Start TASK INPUTS

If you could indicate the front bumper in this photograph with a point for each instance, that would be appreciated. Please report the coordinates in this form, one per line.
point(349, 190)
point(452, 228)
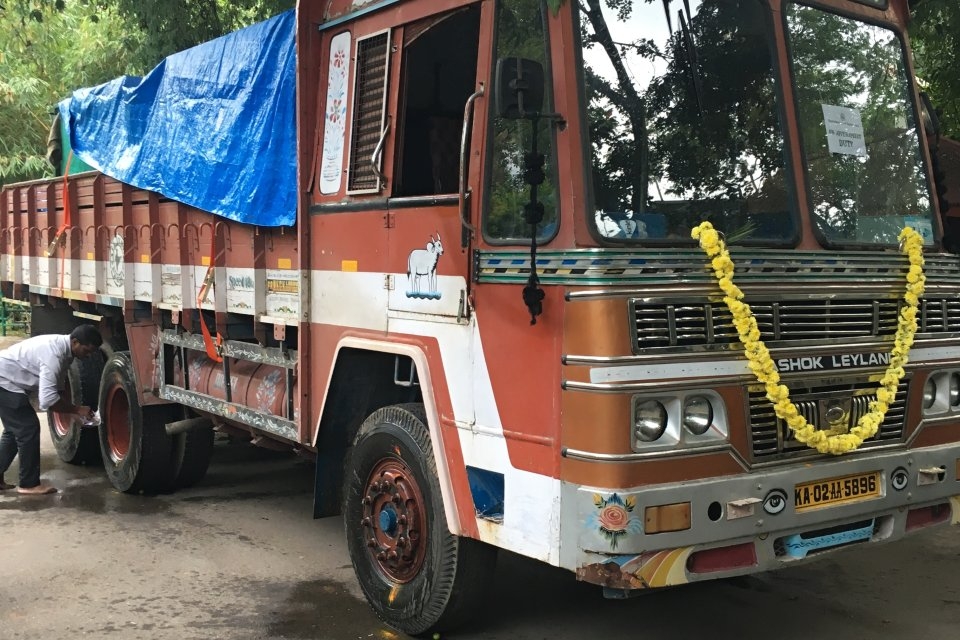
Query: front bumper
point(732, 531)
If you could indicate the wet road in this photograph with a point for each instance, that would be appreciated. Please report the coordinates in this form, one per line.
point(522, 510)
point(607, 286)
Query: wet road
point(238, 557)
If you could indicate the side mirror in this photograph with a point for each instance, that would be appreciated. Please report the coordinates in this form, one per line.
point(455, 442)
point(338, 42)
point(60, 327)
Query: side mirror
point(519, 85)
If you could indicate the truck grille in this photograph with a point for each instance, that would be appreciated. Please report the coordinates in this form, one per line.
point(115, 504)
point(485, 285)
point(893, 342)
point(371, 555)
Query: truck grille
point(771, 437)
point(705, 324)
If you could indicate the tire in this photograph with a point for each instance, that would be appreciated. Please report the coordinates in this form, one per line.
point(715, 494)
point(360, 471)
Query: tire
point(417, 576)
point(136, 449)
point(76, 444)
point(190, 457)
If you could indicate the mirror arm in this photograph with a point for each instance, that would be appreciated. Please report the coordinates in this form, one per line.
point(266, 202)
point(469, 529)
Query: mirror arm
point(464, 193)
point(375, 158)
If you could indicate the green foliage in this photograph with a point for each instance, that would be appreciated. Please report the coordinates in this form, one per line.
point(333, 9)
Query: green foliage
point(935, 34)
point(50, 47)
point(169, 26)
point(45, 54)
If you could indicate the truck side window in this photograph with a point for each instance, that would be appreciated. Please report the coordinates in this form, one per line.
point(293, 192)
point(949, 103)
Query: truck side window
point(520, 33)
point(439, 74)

End TASK INPUTS

STATED TASK
Rewrite the part of the entries that opens with the line containing "If you could indicate the truck grille" and closes with the line containing "point(375, 158)" as a numbered list, one line per item, omitting any blank lines. Include both of those lines and nothing outside them.

RESPONSE
1. If you could indicate the truck grille in this photograph with a point for each instance, that would be appreciated. Please report the coordinates in this form, one per line.
2. point(115, 504)
3. point(485, 285)
4. point(893, 342)
5. point(371, 555)
6. Query: truck grille
7. point(771, 437)
8. point(705, 324)
9. If you could indicate the tire in this photograph with a point for each instance, that would be appreciated. Please report the coordinates in this form, one per line.
10. point(715, 494)
11. point(360, 471)
12. Query: tire
13. point(417, 576)
14. point(136, 449)
15. point(76, 444)
16. point(190, 457)
17. If you could indicate the mirror arm in this photograph with a point for each instance, that would be appreciated. Please report the coordinates in this form, one per line.
18. point(266, 202)
19. point(469, 529)
20. Query: mirror arm
21. point(464, 193)
22. point(375, 158)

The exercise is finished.